### OBJECTIFS
[A] Traduisez en anglais cette phrase du récit de randonnée dans le Makay : « Le canyon est composé géologiquement de grès de la période du jurassique (-201 à -140 millions d’années) formant un relief en forme de rainures, de fentes très érodées. »
[B] D’après le récit de randonnée dans le Makay, combien de fois le parcours du matin oblige-t-il à traverser la rivière Makay ?
[C] Poursuivez le récit de randonnée dans le Makay après sa dernière phrase.

-------- TEXTE SOURCE

Massif du Makay 2024 – Jour 3
3ième jour
Le soleil se reflète sur la muraille de roches juste derrière nous, apportant une lumière chaude dès le matin. La journée d’hier a laissé quelques courbatures, le réveil du corps est difficile, peut-être faut-il faire un dérouillage matinal ? Je faisais cela quand j’étais jeune un peu de gymnastique pour assouplir les membres du corps
Après un bon petit déjeuner nous quittons notre bivouac d’Ambabaky, quelques porteurs au cours de la nuit sont partis faire la fête du Bilo dans le village à 3 km de là. Qu’importe ce matin ils sont là frais et dispo pour prendre la route et les bagages. Ils empruntent une partie de notre itinéraire et ils prennent des raccourcis à flanc de colline. Ils sont habitués à parcourir des kilomètres chaque jour, j’imagine leur réflexion dans leur tête quand ils nous voient peiner dans des collines, se dire « ces vaza (étranger) ils ne savent pas marcher sur nos terres ! »
L’eau est déjà chaude, lorsque je mets les pieds dans la rivière dès 7h30. Ce matin notre parcours nous oblige à traverser onze fois la rivière Makay, petite traversée, grande traversée nous serons confrontés à tout, de l’eau jusqu’aux chevilles ou de l’eau jusqu’aux genoux, des forêts de bambous où il faut à nouveau faire la trace. Nous sommes le premier groupe de l’année à parcourir ce secteur et depuis novembre dernier la végétation a repris sa place. Nous aurons l’occasion de le découvrir plus tard dans des canyons obstrués par des arbres et des rochers. Pour le moment nous avançons, nous marchons sur le sable du bord de la rivière, les bambous disparaissent peu à peu pour laisser une autre végétation prendre place des arbres et arbustes, les couleurs offrent un beau contraste, entre les différents verts des feuilles des arbres et l’ocre nuancé par les ombres de la roche.
Le canyon est composé géologiquement de grès de la période du jurassique (-201 à -140 millions d’années) formant un relief en forme de rainures, de fentes très érodées.
Sur le sable je vois passer un petit caméléon vert à la démarche prudente, le pas indécis et saccadé pour avancer. Son pas donne l’impression qu’il teste le sol avant de le poser complètement et de rapporter les autres pas, c’est rythmé comme une danse.

----------------
-------- INFORMATIONS EXTRAITES

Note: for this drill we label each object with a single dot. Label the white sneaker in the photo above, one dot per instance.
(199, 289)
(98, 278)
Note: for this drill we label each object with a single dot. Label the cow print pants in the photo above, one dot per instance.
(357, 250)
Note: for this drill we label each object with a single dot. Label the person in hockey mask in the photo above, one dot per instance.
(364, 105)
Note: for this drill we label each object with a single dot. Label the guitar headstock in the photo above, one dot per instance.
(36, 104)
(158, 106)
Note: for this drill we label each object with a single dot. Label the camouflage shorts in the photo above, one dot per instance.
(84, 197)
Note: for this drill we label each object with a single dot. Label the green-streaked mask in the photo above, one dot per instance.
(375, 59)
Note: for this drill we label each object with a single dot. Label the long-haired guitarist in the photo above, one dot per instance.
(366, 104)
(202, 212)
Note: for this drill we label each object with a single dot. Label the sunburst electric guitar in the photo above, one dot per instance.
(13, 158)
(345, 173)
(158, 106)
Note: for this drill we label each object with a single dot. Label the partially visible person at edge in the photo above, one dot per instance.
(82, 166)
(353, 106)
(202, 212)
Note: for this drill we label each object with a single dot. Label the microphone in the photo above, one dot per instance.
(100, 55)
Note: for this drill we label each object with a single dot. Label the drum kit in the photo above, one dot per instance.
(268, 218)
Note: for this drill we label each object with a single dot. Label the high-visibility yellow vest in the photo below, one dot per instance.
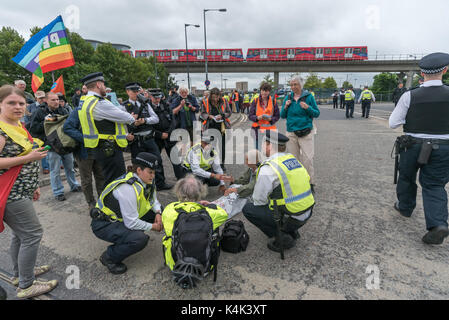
(205, 164)
(90, 131)
(295, 183)
(366, 95)
(348, 96)
(144, 203)
(169, 216)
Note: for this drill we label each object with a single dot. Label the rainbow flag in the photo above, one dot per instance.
(46, 51)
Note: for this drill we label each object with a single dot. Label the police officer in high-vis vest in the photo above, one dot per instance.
(424, 114)
(144, 135)
(204, 162)
(367, 97)
(350, 102)
(104, 127)
(127, 208)
(283, 189)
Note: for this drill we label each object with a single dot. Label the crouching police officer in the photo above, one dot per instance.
(143, 135)
(127, 208)
(424, 113)
(283, 199)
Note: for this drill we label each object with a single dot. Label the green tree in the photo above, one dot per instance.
(313, 82)
(329, 83)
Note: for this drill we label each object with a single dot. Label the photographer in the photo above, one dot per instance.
(184, 108)
(142, 137)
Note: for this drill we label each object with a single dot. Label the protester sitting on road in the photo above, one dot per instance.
(189, 192)
(282, 193)
(264, 112)
(248, 179)
(300, 108)
(19, 185)
(202, 160)
(87, 164)
(127, 208)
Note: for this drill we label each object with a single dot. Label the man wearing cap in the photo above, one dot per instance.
(164, 128)
(204, 162)
(127, 208)
(424, 114)
(143, 135)
(103, 126)
(282, 182)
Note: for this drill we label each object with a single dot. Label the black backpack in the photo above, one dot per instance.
(234, 238)
(195, 247)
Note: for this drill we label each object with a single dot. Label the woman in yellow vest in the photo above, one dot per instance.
(282, 182)
(19, 187)
(126, 209)
(264, 112)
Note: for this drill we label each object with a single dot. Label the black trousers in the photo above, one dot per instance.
(350, 109)
(366, 107)
(113, 166)
(150, 146)
(125, 242)
(168, 146)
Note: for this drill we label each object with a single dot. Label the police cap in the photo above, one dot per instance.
(434, 63)
(93, 77)
(134, 86)
(277, 138)
(146, 159)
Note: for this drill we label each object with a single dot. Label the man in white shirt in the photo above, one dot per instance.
(424, 114)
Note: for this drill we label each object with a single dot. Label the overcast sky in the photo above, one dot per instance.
(386, 27)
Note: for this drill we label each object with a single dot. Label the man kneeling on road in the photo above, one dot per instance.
(282, 195)
(126, 209)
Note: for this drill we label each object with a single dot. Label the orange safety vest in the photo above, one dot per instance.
(223, 108)
(269, 111)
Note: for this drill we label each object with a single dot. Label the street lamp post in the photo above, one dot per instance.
(187, 51)
(205, 41)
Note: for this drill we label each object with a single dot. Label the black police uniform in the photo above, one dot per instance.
(167, 123)
(144, 142)
(425, 147)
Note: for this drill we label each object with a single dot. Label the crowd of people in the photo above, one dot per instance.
(279, 180)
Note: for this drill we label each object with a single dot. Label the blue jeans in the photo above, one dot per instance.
(45, 165)
(433, 178)
(54, 160)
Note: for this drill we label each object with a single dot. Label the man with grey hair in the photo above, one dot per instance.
(20, 84)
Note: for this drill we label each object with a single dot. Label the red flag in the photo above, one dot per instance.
(58, 86)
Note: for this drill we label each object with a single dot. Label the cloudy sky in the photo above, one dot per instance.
(386, 27)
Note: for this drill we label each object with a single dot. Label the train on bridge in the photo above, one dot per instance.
(256, 54)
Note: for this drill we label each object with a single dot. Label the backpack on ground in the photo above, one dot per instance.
(234, 238)
(195, 247)
(59, 141)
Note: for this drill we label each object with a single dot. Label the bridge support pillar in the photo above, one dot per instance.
(410, 76)
(276, 80)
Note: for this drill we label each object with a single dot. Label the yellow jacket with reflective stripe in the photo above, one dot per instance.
(144, 204)
(198, 150)
(295, 183)
(90, 131)
(169, 216)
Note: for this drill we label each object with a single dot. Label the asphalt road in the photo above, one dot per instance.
(354, 247)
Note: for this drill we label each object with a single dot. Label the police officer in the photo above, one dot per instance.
(283, 199)
(424, 114)
(349, 101)
(164, 128)
(204, 162)
(143, 135)
(366, 98)
(127, 208)
(103, 126)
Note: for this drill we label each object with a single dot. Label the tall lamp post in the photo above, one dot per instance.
(205, 41)
(187, 50)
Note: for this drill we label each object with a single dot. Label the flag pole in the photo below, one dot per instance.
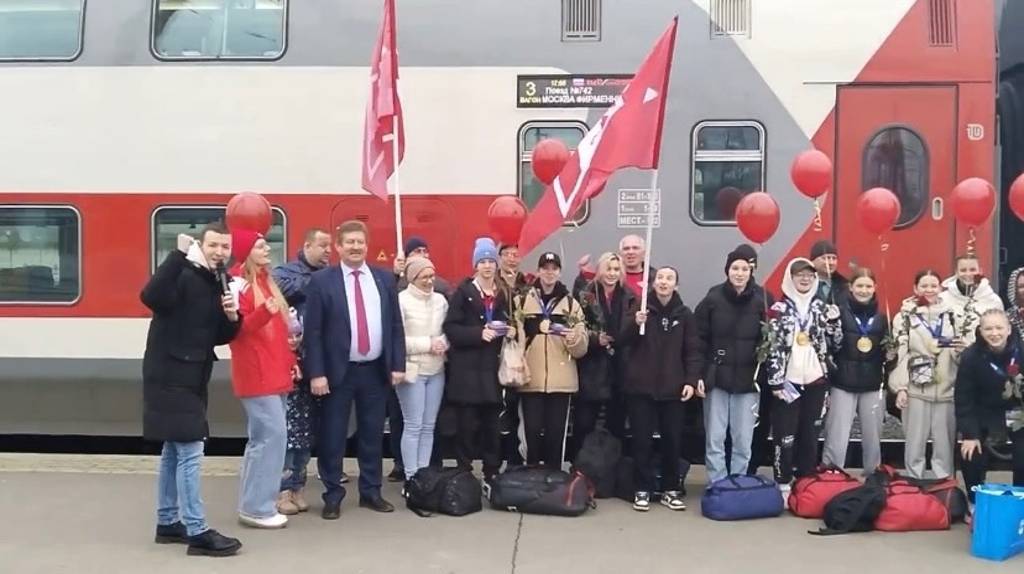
(647, 245)
(397, 193)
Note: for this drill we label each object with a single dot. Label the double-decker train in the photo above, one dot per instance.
(126, 123)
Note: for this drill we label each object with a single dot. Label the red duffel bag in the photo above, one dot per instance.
(909, 508)
(810, 494)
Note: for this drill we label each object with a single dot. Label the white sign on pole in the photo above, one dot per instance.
(633, 208)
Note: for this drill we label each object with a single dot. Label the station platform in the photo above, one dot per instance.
(85, 514)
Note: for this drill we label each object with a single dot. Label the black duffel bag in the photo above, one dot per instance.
(449, 491)
(541, 491)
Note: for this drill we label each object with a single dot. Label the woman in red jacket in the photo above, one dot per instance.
(263, 369)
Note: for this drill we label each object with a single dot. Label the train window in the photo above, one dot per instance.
(219, 29)
(897, 159)
(169, 221)
(530, 189)
(40, 254)
(41, 30)
(728, 163)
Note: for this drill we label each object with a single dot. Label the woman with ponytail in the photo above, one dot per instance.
(263, 371)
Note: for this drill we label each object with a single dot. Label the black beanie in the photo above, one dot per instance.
(742, 252)
(823, 247)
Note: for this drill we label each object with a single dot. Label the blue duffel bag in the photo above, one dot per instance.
(741, 497)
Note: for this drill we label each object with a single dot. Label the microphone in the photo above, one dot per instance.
(222, 275)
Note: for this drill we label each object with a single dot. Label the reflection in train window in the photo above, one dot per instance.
(40, 255)
(219, 29)
(896, 159)
(41, 30)
(530, 189)
(728, 163)
(169, 221)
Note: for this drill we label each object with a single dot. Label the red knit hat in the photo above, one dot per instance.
(242, 245)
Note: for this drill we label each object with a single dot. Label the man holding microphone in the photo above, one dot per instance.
(192, 314)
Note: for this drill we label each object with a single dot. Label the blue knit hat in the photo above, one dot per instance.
(484, 249)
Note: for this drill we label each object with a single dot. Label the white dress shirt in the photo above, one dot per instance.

----------------

### RÉSULTATS PAR TÂCHE
[A] Geologically, the canyon is made up of sandstone from the Jurassic period (-201 to -140 million years), forming a relief shaped into grooves and heavily eroded cracks.

[B] Onze fois.

[C]
Je compte les passages dans l’eau et espère arriver au bout des onze traversées. « 8 de franchies, encore 3 traversées » me dit le guide. Le canyon se rétrécit formant des murailles qui se referment sur nous, dans la rivière le débit augmente un peu et l’eau monte de plus en plus.
Sur la berge ensablée nous trouvons différents arbres, comme le goavy, qui a des fruits rond de la taille d’une balle de tennis de couleur verte avec des points jaunes, on extrait de la sève des branches qui est collante, les autochtones s’en servent pour attraper les oiseaux, ils en étalent sur la branche et l’oiseau se colle dessus, c’est une des méthodes de chasse ici. Celle-ci reste traditionnelle, les enfants et adultes chassent avec un lance pierre, d’autres avec une sagaie, le fusil n’est pas utilisé, c’est une arme de défense, pas de chasse.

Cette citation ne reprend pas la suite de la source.